_Excerpt provided_:
As health policy studies go, the RAND Health Insurance Experiment is the gold standard. Conducted 25 years ago at a cost of $50 million (close to $300 million in today's medical marketplace), this study sorted families into health plans with different deductibles as well as an HMO, and carefully monitored the results.
The findings: (a) patients are responsive to out-of-pocket costs (the more they have to pay, the less health care they buy); (b) changes in the amount of spending have no apparent impact on health care outcomes in most cases; and (c) judging from the difference in behavior between HMO doctors and fee-for-service doctors, physicians are also very responsive to economic incentives.
So what does this mean? That's not clear. My view is very different from the economists who did the study. Since I am chairing this session, I'll go first.

_Data_:
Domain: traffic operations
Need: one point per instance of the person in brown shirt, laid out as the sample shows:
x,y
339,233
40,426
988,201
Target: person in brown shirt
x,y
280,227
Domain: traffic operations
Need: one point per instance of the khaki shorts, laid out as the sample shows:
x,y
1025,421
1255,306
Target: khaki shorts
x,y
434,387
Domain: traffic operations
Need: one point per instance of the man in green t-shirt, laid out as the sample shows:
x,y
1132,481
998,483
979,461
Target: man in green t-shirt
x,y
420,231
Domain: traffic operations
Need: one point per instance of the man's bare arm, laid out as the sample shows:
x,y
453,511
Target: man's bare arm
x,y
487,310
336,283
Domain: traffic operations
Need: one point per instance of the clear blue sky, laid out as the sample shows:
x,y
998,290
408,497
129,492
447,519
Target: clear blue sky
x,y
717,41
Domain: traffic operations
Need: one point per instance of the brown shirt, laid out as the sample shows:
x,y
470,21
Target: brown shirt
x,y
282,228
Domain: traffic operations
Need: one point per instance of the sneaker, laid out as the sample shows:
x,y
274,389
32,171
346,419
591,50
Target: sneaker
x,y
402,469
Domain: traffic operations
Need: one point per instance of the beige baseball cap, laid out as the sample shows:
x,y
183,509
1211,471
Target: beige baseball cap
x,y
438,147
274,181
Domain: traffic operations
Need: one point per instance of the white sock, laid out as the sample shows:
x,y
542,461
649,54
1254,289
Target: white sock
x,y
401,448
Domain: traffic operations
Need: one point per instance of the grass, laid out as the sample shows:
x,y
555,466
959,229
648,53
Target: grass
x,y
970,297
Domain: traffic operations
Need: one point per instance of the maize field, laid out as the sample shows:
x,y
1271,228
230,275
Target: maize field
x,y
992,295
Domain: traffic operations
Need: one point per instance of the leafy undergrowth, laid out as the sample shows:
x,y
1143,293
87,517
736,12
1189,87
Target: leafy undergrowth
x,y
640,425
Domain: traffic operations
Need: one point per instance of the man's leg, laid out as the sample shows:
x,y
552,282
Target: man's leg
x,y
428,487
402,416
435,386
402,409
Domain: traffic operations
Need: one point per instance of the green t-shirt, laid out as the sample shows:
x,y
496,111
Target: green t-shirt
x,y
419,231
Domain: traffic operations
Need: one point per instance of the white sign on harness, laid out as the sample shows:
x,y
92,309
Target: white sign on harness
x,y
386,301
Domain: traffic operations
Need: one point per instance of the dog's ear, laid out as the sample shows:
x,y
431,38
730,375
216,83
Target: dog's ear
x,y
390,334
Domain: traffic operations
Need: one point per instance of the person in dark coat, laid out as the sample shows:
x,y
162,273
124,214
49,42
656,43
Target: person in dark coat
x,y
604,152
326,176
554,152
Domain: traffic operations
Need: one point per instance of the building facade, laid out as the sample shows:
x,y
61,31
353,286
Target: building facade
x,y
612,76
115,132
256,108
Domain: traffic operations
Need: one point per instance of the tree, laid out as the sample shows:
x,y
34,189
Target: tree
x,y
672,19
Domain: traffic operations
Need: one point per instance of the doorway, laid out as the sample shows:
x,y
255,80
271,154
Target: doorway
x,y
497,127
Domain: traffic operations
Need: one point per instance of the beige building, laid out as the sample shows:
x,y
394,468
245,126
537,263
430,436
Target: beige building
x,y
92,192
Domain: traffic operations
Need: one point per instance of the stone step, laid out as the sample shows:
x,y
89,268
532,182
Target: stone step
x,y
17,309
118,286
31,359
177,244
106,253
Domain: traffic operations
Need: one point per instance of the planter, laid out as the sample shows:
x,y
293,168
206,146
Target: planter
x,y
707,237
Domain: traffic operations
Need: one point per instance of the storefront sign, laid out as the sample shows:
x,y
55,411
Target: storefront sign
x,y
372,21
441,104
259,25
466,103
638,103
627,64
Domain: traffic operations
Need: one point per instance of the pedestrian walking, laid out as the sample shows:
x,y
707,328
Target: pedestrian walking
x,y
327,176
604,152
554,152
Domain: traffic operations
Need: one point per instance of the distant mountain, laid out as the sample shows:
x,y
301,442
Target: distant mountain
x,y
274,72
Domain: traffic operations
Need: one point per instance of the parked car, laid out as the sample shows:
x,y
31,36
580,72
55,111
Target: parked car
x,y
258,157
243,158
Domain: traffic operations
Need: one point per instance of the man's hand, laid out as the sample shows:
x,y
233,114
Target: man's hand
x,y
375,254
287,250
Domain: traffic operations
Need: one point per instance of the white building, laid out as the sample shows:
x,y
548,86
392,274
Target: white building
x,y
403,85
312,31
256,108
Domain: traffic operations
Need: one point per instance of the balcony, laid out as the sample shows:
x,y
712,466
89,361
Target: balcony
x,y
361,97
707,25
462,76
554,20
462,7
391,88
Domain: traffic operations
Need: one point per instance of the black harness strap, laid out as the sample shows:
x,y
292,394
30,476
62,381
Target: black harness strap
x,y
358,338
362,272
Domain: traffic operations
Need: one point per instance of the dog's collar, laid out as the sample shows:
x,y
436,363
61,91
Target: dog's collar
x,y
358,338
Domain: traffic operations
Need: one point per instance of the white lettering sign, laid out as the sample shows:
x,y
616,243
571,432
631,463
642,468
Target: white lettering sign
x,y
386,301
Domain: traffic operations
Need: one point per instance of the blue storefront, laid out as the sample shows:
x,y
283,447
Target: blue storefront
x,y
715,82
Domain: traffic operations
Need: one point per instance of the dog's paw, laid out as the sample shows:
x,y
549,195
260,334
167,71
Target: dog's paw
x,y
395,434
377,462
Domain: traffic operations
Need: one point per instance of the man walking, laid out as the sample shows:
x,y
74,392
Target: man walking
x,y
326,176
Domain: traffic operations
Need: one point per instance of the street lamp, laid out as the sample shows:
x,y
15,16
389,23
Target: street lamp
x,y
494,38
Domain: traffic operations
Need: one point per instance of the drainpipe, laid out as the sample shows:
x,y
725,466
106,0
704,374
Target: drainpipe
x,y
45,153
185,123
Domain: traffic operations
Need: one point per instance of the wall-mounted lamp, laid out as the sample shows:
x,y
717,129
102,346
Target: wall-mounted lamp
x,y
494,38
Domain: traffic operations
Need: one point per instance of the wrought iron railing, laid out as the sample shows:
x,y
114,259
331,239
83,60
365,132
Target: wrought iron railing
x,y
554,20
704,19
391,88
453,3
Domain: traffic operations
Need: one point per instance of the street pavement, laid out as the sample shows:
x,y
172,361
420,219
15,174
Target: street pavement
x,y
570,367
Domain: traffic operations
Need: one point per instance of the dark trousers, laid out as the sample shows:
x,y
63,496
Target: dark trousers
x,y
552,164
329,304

_Problem requirements_:
Could you copy out the entire passage about the RAND Health Insurance Experiment word for word? Work only from the passage about the RAND Health Insurance Experiment, not from the entries.

_Answer space_:
As health policy studies go, the RAND Health Insurance Experiment is the gold standard. Conducted 25 years ago at a cost of $50 million (close to $300 million in today's medical marketplace), this study sorted families into health plans with different deductibles as well as an HMO, and carefully monitored the results.
The findings: (a) patients are responsive to out-of-pocket costs (the more they have to pay, the less health care they buy); (b) changes in the amount of spending have no apparent impact on health care outcomes in most cases; and (c) judging from the difference in behavior between HMO doctors and fee-for-service doctors, physicians are also very responsive to economic incentives.
So what does this mean? That's not clear. My view is very different from the economists who did the study. Since I am chairing this session, I'll go first.